**WHAT YOU NEED TO DO:**
Your answer should be the exact lines of the records, starting with the one containing "hand in this photo, one line per instance." and running to the end.

**MATERIAL SUPPLIED:**
►
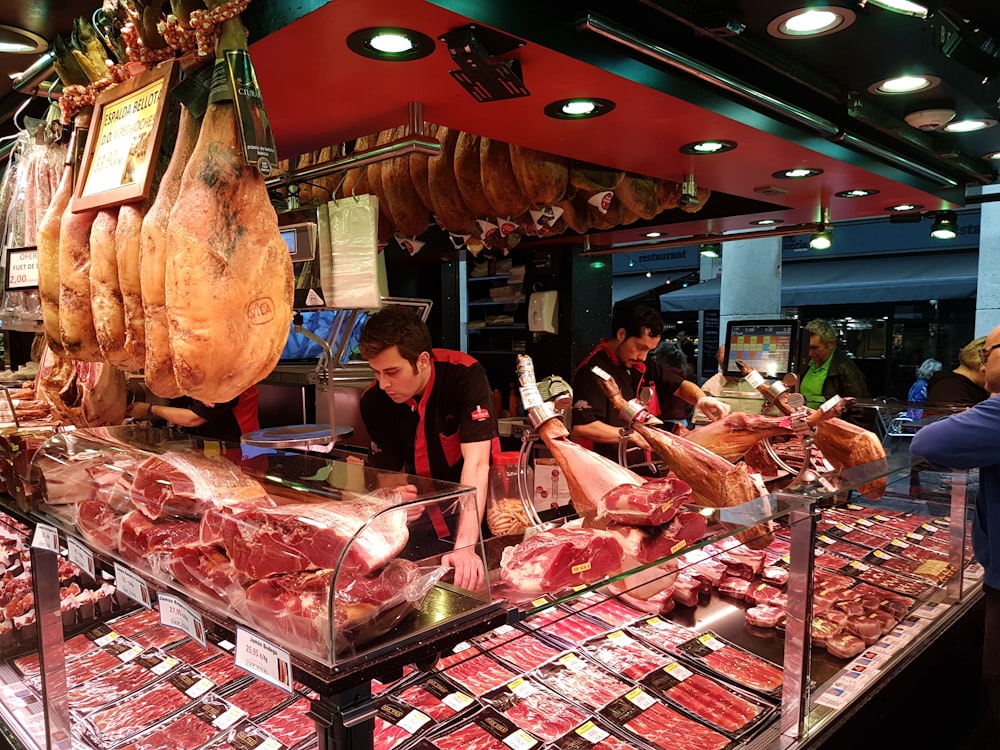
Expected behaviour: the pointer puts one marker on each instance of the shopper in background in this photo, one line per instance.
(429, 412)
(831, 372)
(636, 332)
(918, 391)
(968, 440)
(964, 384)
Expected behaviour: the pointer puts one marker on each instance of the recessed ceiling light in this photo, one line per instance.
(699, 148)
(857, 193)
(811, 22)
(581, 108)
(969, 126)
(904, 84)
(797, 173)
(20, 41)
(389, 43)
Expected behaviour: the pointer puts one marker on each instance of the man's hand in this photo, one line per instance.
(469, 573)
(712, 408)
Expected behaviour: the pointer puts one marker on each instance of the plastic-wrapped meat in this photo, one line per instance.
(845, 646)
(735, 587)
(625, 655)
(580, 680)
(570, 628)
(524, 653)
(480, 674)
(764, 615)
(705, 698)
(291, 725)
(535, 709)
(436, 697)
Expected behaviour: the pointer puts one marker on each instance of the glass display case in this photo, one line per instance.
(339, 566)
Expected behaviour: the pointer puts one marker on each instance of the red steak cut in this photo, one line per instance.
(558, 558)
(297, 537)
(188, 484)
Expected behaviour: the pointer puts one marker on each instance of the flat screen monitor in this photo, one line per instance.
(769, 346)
◄
**ANSWER SECTION:**
Expected behaviour: the pointer puts one marker on each instance of the man's hand in this photo, one line per instance.
(469, 573)
(712, 408)
Expected behaviour: the pointer puts one marker on each instance of the plastic-wrapped meat in this photo, one line per instance.
(845, 646)
(735, 587)
(625, 655)
(580, 680)
(570, 628)
(524, 653)
(480, 674)
(764, 615)
(705, 698)
(291, 725)
(535, 709)
(436, 697)
Expected behaviour: the pointer puts one marker on each instance of the glass display case in this photo, one line per instance.
(339, 566)
Expected behaviour: the pointer puts one marker on each instance of the red steak cut in this photo, one line per instance.
(558, 558)
(297, 537)
(188, 484)
Expected behaviour: the pointer puts one marker on each instance of the flat screen monitor in this photo, one line per instance.
(769, 346)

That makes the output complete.